> Activity
When you transcribe the records that follow, reproduce each line exactly as given.

*** Opening of Records for processing ***

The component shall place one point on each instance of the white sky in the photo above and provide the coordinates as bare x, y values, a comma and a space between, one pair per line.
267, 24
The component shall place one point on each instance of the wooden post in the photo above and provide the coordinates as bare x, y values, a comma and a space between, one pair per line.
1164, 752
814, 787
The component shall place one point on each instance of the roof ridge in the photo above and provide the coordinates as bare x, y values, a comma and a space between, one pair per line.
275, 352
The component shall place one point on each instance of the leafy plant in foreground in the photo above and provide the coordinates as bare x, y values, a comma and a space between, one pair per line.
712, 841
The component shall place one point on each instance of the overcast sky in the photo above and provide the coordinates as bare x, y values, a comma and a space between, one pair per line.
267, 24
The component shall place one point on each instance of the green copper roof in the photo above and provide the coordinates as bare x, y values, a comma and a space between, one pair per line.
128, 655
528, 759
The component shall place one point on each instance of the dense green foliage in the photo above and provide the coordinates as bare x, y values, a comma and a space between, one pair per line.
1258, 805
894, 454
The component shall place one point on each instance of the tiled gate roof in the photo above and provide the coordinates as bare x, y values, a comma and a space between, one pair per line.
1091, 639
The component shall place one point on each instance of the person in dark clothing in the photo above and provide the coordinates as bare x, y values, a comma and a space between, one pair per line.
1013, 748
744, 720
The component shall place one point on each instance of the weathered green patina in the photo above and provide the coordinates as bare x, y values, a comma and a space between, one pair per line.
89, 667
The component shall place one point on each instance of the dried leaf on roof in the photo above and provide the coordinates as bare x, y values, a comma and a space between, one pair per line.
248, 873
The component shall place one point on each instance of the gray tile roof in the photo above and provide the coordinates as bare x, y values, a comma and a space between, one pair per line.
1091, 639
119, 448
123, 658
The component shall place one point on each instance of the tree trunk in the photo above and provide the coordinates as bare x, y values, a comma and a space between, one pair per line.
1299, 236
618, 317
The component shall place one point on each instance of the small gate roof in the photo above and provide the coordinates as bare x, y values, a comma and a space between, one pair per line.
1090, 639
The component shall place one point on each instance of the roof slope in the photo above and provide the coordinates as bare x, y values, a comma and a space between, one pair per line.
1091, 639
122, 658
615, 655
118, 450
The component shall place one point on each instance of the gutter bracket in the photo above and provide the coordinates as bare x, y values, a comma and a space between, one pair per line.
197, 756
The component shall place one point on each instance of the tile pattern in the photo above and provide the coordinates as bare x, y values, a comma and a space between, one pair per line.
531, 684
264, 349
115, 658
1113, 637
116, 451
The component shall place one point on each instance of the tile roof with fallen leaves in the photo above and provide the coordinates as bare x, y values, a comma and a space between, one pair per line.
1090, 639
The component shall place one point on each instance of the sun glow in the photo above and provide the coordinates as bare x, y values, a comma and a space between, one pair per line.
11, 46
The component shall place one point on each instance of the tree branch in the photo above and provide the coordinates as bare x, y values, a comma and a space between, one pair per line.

*** Close of Records for processing ***

> Your response
The component shall place one point on each instance of the white sky in the photo above and provide the coordinates as bare x, y values, a comma and a space between, one pair per line.
267, 24
The component shall place one point on each instance of the wooden post in the photo above and provide the coordinates as bare x, y values, a comma and a space between, one pair per line.
1164, 752
814, 787
The component shall place one point on each instance of the roof ridge in the photo above and provide the coordinates as bare x, y values, a comma and a space between, one pair per line.
275, 352
The component shall place one point on each instance of the leafy plant in foreground in the photo above and provide the coordinates as bare x, y values, a comma and a space between, one pair per line.
712, 841
The component shall place one point on each instance of the overcast sky in the photo above and provide the coordinates as bare x, y values, a comma and a space between, one pair per line.
267, 24
The component shall place one point on each instance of the green copper roof in the photo above and provide the coordinates as bare x, y values, a comma and a space between, one pair per line.
128, 655
528, 759
The component shall place one point on each instance of the dense green foliage in the photo above and provide the coordinates as bare x, y values, a comma and a space between, one pair per line.
1258, 805
894, 454
The component shall place one point on each instance of the tiled gate roof in the photo above and provide the coordinates as bare x, y values, a comma and a space between, one pair per line.
1091, 639
The component shall place one point on each instance of the person in dark clothing in the photo above and provide the coordinates as bare x, y values, a comma and a space between, one pair per line.
1013, 748
744, 720
The component shall place one point on each instance of the weathered green patina in the photo above and provide the coordinates as bare x, y values, a comma and a space between, one pair per line.
89, 667
The component shall place one point on each instance of the dried leaf on roof in the photo above and provide the coordinates as bare x, y values, a comma and a space between, one pair per line.
248, 873
The component shall place one point on each instance of the gray tile roof in the photo above and provide the coordinates as bare x, y values, a comma and a space between, one pair per line.
1091, 639
119, 448
123, 658
The component shall place one point on each instance of the tree trunk in the photo above and provide the coordinates as bare x, y values, a comma and a space between, one pair per line.
1299, 236
618, 317
The component shall place one point on each instance of the small gate roof in the photo above and provide the coordinates as bare x, y values, a comma and a space between, one pair per line.
1090, 639
The component shall place one point on each instance of the roof slope in the photo above and provide the coordinates as bare x, y values, a comma and a space between, one pair per line.
1091, 639
122, 658
615, 655
118, 450
The component shall place one point on each instance of the gutter bracket in the photo above and provide the coordinates as bare x, y values, a comma and a space between, one pair per line.
197, 756
The component shall place one point on each instance of the tile pattern in the photo above and provide the coordinates as bare x, y values, a comma and a space between, one pair per line.
531, 684
264, 349
115, 658
1113, 637
116, 451
The component shall place one point on each instance of the tile roof with fallen leaves in the photo above and provide the coordinates as bare x, y values, a comma and a space between, one pair per line.
1090, 639
The component shall place one point on each instance of the sun glow in the photo above and provide the coordinates as bare x, y values, a comma and a space between, one pair per line.
11, 46
The component shall place one point on each instance of the tree branch in the photo above and provide the coordinates as bare x, y values, a comma and a space between, one pair per line.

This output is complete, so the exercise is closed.